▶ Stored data

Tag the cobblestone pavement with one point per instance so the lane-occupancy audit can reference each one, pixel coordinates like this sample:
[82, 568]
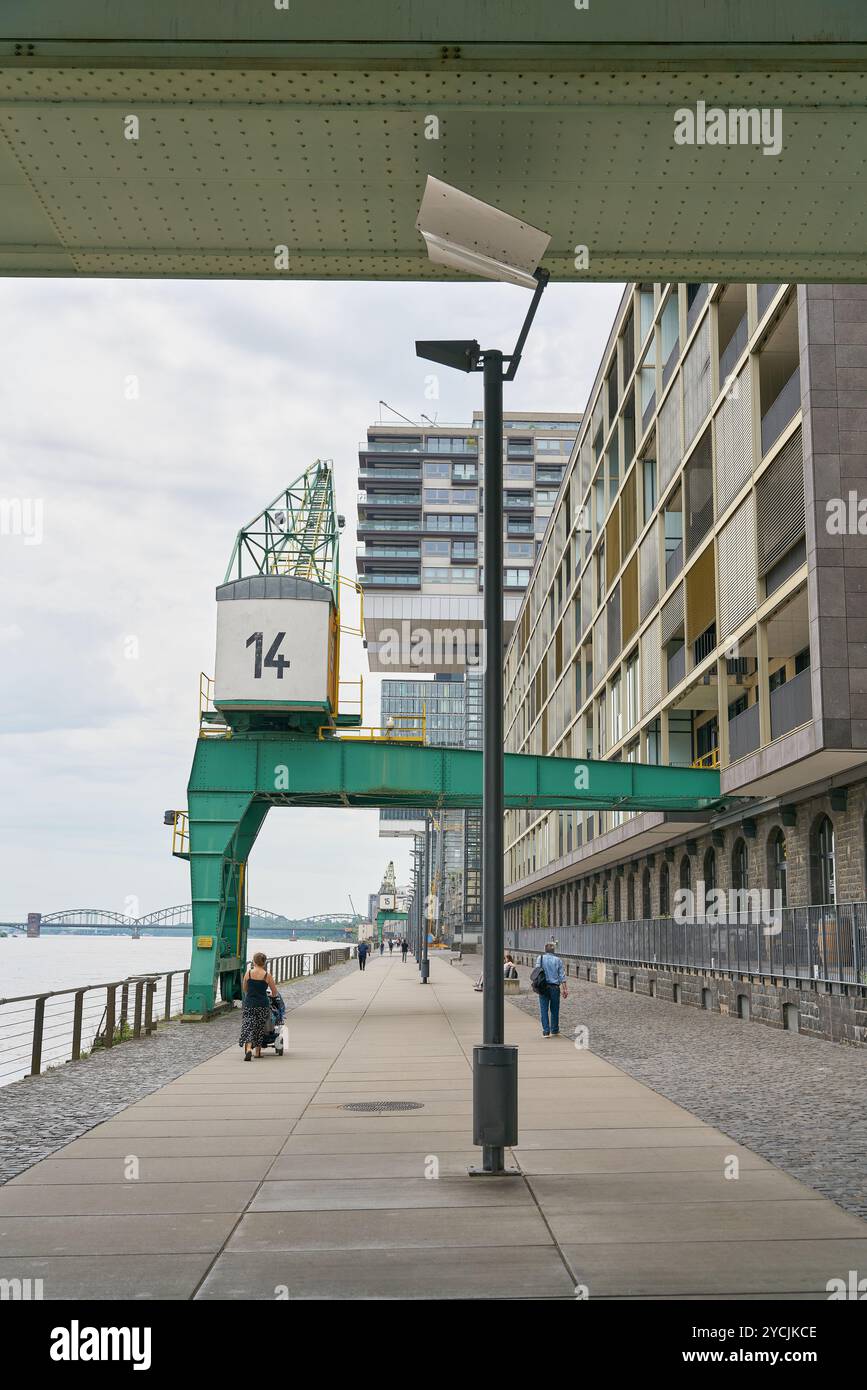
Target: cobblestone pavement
[796, 1101]
[40, 1114]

▶ The problem
Can you copy all of the material above word for word, leaving out the picture?

▶ Response for this exercise
Tag the cobblestone pavement with one point per instance so the lane-occupancy audit can reference each one, pixel coordinates like this sample:
[82, 568]
Target: cobblestone pavement
[796, 1101]
[40, 1114]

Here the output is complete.